• WORK REQUEST: Please restate each entry that appears below word for word, without its pictures.

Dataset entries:
▬▬▬▬▬▬

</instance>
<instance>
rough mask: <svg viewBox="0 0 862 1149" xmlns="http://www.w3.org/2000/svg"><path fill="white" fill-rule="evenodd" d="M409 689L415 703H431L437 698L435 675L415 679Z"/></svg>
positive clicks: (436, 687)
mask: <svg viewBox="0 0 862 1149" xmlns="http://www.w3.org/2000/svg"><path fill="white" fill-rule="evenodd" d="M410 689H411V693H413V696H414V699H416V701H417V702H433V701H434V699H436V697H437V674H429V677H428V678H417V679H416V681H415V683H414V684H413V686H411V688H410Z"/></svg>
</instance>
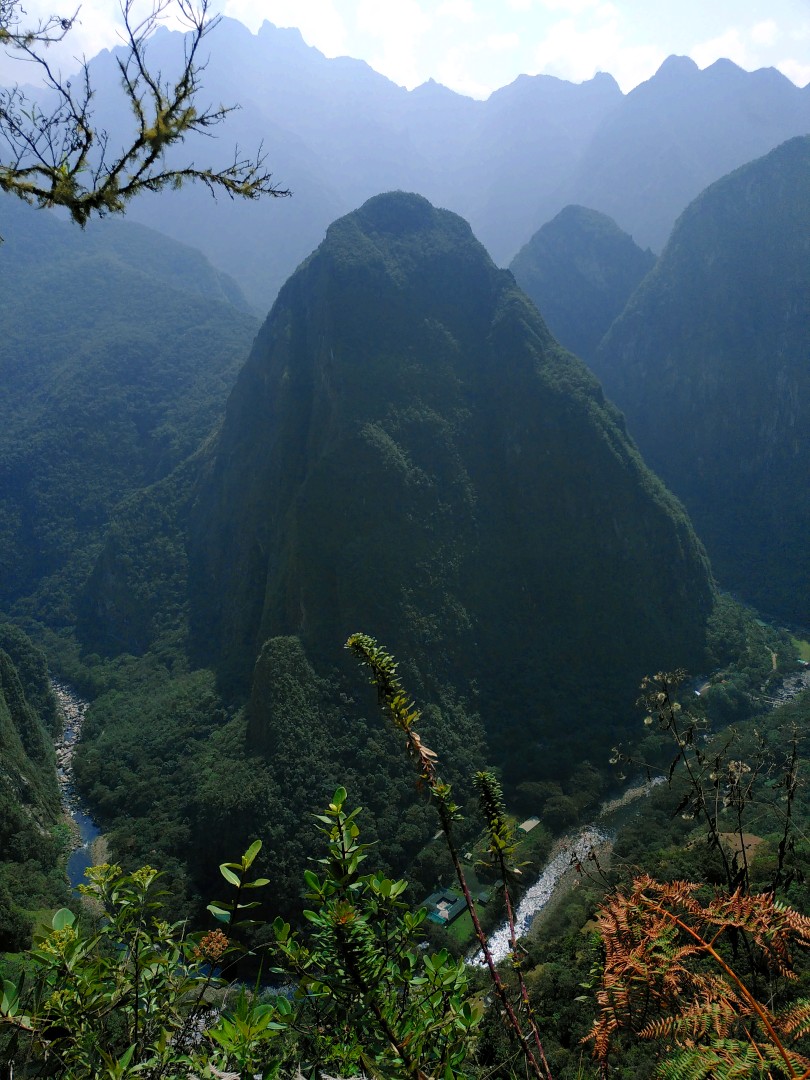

▬▬▬▬▬▬

• SOLUTION BELOW:
</instance>
<instance>
rough mask: <svg viewBox="0 0 862 1149" xmlns="http://www.w3.org/2000/svg"><path fill="white" fill-rule="evenodd" d="M409 689L415 703H431L437 698L435 675L415 679Z"/></svg>
positive clicks: (436, 687)
mask: <svg viewBox="0 0 862 1149" xmlns="http://www.w3.org/2000/svg"><path fill="white" fill-rule="evenodd" d="M410 689H411V693H413V696H414V699H416V701H417V702H433V701H434V699H436V697H437V674H429V677H428V678H417V679H416V681H415V683H414V684H413V686H411V688H410Z"/></svg>
</instance>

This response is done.